**Supplied material**:
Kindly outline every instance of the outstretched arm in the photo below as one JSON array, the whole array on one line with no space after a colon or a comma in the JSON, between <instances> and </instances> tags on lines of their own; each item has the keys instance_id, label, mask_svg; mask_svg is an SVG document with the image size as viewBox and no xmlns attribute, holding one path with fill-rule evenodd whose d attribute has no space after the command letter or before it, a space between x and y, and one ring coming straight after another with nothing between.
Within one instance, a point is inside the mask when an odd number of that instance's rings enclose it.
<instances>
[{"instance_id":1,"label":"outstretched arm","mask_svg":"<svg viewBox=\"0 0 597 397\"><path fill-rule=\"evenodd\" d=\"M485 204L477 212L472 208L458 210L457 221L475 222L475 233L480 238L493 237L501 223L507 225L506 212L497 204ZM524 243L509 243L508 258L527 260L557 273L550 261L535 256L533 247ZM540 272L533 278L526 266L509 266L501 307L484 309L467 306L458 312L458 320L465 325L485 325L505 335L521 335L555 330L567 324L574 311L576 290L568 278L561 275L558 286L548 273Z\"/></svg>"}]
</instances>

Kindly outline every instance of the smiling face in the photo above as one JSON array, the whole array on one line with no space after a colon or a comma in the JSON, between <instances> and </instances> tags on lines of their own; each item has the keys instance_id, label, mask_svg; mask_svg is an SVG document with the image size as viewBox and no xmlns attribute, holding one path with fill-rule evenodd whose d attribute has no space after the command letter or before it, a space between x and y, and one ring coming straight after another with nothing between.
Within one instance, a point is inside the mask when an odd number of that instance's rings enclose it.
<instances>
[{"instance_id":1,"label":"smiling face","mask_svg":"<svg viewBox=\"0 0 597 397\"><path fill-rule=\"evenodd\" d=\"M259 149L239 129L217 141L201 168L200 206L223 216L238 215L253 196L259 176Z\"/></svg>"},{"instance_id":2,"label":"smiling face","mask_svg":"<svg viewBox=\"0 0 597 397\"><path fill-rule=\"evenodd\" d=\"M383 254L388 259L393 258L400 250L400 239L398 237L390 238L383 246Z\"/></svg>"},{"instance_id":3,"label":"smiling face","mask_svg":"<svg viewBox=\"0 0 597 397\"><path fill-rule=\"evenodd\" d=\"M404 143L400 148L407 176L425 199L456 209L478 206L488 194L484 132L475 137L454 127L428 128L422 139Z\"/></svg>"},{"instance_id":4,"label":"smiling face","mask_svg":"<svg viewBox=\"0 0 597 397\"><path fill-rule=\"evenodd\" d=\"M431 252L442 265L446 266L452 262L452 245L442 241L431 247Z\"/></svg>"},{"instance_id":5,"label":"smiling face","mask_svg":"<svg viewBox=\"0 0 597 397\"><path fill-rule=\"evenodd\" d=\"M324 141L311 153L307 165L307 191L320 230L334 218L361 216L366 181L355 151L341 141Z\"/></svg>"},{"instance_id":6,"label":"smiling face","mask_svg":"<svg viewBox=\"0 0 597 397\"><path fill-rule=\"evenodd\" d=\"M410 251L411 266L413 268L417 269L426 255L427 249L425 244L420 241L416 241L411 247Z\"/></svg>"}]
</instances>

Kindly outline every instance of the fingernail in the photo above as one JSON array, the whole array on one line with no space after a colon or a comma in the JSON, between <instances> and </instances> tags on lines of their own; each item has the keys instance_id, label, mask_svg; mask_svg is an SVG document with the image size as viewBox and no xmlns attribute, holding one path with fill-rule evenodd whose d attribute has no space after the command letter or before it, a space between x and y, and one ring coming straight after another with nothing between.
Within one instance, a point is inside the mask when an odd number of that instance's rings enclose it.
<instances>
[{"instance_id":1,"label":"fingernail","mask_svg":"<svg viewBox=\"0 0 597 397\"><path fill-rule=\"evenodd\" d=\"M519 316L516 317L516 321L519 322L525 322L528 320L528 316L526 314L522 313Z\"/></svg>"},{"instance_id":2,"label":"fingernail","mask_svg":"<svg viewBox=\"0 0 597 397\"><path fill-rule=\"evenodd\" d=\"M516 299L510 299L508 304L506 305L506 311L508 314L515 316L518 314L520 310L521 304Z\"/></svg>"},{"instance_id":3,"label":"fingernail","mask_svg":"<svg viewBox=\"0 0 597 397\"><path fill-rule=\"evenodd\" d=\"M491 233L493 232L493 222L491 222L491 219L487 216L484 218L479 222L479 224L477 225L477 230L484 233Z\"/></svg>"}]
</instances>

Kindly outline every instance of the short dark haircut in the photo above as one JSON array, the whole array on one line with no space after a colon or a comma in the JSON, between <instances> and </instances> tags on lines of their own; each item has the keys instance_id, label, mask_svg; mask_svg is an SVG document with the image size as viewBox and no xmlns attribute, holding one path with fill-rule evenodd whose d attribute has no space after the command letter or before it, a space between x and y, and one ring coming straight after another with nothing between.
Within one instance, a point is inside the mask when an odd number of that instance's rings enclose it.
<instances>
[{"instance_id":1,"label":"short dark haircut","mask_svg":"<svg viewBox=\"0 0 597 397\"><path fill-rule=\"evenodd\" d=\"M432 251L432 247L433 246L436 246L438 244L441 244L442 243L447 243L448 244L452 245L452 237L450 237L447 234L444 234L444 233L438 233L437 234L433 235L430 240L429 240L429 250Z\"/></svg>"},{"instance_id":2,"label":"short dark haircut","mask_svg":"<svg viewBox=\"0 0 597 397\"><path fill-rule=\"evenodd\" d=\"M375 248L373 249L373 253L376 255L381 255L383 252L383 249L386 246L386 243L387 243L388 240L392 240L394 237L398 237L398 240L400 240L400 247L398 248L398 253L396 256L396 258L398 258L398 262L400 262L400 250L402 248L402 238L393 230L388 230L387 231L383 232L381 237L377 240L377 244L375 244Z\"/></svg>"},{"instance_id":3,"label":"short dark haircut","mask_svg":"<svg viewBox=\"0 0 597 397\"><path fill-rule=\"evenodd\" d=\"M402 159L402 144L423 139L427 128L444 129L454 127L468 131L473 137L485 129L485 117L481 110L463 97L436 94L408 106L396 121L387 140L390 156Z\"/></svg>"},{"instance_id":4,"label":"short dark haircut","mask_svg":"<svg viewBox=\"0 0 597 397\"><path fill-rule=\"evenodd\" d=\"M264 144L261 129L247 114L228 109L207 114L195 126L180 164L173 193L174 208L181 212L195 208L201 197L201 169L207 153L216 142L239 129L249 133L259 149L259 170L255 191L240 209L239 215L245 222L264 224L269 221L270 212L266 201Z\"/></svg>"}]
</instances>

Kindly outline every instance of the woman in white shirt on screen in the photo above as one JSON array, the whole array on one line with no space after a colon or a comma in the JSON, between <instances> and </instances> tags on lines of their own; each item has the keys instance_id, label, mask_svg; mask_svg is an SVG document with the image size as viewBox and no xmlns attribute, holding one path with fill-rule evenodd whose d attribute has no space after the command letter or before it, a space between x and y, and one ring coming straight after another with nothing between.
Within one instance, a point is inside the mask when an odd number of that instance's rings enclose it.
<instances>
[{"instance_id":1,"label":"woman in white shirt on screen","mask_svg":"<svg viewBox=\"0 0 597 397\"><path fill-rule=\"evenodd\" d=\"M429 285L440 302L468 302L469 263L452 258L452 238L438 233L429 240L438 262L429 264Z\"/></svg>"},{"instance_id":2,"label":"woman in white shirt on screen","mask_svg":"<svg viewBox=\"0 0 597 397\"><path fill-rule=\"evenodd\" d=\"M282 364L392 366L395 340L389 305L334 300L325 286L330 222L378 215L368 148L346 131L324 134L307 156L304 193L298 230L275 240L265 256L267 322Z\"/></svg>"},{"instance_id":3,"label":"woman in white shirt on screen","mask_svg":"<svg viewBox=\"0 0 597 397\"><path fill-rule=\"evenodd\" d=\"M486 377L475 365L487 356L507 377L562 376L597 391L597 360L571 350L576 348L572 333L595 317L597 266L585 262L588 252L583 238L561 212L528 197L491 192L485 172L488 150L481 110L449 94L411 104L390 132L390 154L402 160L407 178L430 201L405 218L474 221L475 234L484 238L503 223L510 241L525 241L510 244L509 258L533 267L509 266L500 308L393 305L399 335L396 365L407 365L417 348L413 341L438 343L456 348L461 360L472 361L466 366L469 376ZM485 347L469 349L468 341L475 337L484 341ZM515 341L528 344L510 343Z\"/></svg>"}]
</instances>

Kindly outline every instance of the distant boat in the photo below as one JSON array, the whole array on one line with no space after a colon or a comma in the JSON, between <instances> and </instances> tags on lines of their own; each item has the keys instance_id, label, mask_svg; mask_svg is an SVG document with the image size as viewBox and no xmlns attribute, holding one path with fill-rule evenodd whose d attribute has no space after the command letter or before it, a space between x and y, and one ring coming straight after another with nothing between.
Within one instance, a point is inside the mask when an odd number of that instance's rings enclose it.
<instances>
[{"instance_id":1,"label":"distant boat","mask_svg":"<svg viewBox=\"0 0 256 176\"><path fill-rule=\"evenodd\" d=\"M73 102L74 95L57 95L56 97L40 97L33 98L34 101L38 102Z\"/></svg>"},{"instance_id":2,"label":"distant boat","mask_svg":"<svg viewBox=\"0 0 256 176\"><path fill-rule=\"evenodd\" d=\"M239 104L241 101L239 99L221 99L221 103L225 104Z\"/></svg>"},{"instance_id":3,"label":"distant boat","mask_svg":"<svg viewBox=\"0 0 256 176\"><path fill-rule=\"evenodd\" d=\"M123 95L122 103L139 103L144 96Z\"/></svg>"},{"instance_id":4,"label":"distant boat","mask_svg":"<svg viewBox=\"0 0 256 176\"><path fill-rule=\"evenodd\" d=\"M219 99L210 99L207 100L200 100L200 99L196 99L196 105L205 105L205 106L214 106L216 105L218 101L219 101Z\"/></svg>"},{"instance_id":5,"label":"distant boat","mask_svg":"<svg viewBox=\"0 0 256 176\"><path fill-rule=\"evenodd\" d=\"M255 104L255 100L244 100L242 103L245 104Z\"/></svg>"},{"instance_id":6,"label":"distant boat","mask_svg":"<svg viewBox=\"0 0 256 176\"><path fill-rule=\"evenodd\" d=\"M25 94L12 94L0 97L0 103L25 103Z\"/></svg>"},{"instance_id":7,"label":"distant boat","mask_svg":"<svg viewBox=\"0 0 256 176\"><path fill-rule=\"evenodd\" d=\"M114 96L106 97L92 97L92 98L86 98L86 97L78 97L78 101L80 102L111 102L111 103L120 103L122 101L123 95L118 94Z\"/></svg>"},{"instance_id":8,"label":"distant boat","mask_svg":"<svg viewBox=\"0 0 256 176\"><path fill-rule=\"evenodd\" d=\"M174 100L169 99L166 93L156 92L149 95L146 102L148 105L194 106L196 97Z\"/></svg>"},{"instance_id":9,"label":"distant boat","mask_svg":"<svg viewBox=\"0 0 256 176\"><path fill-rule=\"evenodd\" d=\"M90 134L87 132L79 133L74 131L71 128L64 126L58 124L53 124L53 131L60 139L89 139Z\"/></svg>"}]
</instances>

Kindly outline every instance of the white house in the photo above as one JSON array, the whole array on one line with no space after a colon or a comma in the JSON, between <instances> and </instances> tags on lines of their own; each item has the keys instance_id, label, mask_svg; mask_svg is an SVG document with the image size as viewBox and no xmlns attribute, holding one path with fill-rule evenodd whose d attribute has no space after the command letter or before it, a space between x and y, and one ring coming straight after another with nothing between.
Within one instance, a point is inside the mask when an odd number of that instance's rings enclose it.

**Requirement**:
Locate the line that contains "Kindly outline every instance of the white", then please quote it and every line after it to the end of the entries above, exactly and with nothing else.

**Written response**:
Kindly outline every instance of the white house in the photo above as one JSON array, the whole array on one line with no space after a colon or a comma in the JSON, between <instances> and </instances> tags on lines of their own; each item has the keys instance_id, label, mask_svg; mask_svg is an SVG document with the image size as viewBox and no xmlns attribute, holding one path with fill-rule evenodd whose d attribute has no space after the command letter or before it, a space between x and y, and one ring coming straight after another with nothing between.
Within one instance, a point is inside the mask when an odd number of that instance's rings enclose it.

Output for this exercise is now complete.